There are some of you in relationships, and you're sitting beside each other, and you know you're sexually active, and this is extremely awkward. Thank you for trusting us with your Valentine's Day, and stop. Love each other so much that you say, "Hey, I'm going to persevere. I'm going to show you that I only want intimacy within marriage. I care about you that much. We're going to stop."

3._ Practice serving_. Today you can practice serving. "She went down to the spring, filled her jar and came up again. The servant hurried to meet her and said, 'Please give me a little water from your jar.' 'Drink, my lord,' she said, and quickly lowered the jar to her hands and gave him a drink.

After she had given him a drink, she said, 'I'll draw water for your camels too, until they have had enough to drink.' So she quickly emptied her jar into the trough, ran back to the well to draw more water, and drew enough for all his camels. Without saying a word, the man watched her closely to learn whether or not the Lord had made his journey successful."

There's something really crazy happening. When we read it like this, we don't realize that this well… I was in Israel and I've seen cisterns like this. There are flights of stairs that she would be going down. She would come and say, "Are you thirsty?" She doesn't just say, "Oh, if you're thirsty."

DATA EXTRACT:
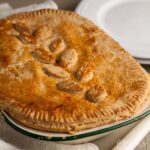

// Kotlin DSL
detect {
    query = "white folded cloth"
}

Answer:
[0,0,99,150]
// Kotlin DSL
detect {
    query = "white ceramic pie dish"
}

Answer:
[2,98,150,144]
[76,0,150,59]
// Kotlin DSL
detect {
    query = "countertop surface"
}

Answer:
[0,0,150,150]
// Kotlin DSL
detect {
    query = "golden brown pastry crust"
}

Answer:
[0,9,150,133]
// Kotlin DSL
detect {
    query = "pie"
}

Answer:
[0,9,150,133]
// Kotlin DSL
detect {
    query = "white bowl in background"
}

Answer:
[76,0,150,59]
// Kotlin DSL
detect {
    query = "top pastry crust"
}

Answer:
[0,9,150,133]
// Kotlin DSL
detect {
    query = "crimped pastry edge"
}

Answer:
[1,9,150,133]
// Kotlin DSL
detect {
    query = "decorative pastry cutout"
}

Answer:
[18,32,37,44]
[43,65,70,78]
[14,24,30,33]
[34,24,52,40]
[50,38,65,53]
[31,48,54,64]
[57,80,82,94]
[57,49,78,68]
[75,63,94,82]
[86,85,107,103]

TASKS TO PERFORM:
A. Quote the sermon excerpt, starting with "There are some" and going on through "him a drink.".
B. According to the sermon excerpt, where did the speaker see cisterns like the one in the story?
The data come from a source separate from the sermon excerpt.

SOLVED TASKS:
A.
There are some of you in relationships, and you're sitting beside each other, and you know you're sexually active, and this is extremely awkward. Thank you for trusting us with your Valentine's Day, and stop. Love each other so much that you say, "Hey, I'm going to persevere. I'm going to show you that I only want intimacy within marriage. I care about you that much. We're going to stop."

3._ Practice serving_. Today you can practice serving. "She went down to the spring, filled her jar and came up again. The servant hurried to meet her and said, 'Please give me a little water from your jar.' 'Drink, my lord,' she said, and quickly lowered the jar to her hands and gave him a drink.

B. In Israel.